— START OF RECORDS FOR PROCESSING —

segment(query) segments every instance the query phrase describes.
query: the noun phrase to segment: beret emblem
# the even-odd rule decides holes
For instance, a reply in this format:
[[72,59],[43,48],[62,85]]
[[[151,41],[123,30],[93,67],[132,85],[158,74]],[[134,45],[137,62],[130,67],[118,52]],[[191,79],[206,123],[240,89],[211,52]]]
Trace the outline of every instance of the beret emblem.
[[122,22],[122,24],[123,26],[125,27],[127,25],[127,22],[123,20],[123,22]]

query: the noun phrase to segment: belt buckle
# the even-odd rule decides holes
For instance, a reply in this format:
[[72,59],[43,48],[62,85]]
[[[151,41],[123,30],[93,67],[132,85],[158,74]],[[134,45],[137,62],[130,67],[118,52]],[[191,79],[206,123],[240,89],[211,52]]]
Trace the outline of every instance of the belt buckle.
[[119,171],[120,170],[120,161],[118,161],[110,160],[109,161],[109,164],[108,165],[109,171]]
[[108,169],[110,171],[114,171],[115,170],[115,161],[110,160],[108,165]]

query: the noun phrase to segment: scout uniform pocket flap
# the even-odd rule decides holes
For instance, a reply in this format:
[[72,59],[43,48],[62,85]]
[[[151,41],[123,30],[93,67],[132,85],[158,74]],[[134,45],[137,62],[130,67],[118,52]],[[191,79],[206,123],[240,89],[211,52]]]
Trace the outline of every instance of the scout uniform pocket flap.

— END OF RECORDS FOR PROCESSING —

Copy the rows above word for word, keeping every line and character unchanged.

*ANSWER TO THE PROBLEM*:
segment(query) segments every instance the query phrase describes.
query: the noun phrase to segment: beret emblem
# the even-odd rule decides holes
For instance, a reply in this format:
[[72,59],[43,48],[62,85]]
[[[151,41],[123,30],[93,67],[132,85],[158,74]],[[134,45],[137,62],[130,67],[118,52]],[[191,79],[206,123],[240,89],[211,52]]]
Trace the outline of every instance of the beret emblem.
[[122,22],[122,24],[123,26],[125,27],[127,25],[127,22],[123,20],[123,22]]

query: the noun phrase to segment: belt buckle
# the even-odd rule decides holes
For instance, a reply in this format:
[[72,59],[43,48],[62,85]]
[[[151,41],[123,30],[93,67],[132,85],[158,74]],[[134,45],[137,62],[130,67],[118,52]],[[191,79],[206,123],[240,89],[211,52]]]
Trace the outline of every instance of the belt buckle.
[[119,171],[120,170],[120,161],[118,161],[110,160],[109,161],[109,164],[108,165],[109,171]]
[[108,169],[110,171],[114,171],[115,170],[115,161],[110,160],[108,165]]

query: the noun phrase to segment: scout uniform pocket flap
# the even-odd rule decides holes
For instance, a reply in this format:
[[72,59],[43,48],[62,85]]
[[[151,41],[123,30],[93,67],[132,85],[158,74]],[[134,45],[137,62],[130,67],[118,52]],[[191,79],[206,123],[240,89],[211,52]]]
Trace the outline of every instance of the scout uniform pocket flap.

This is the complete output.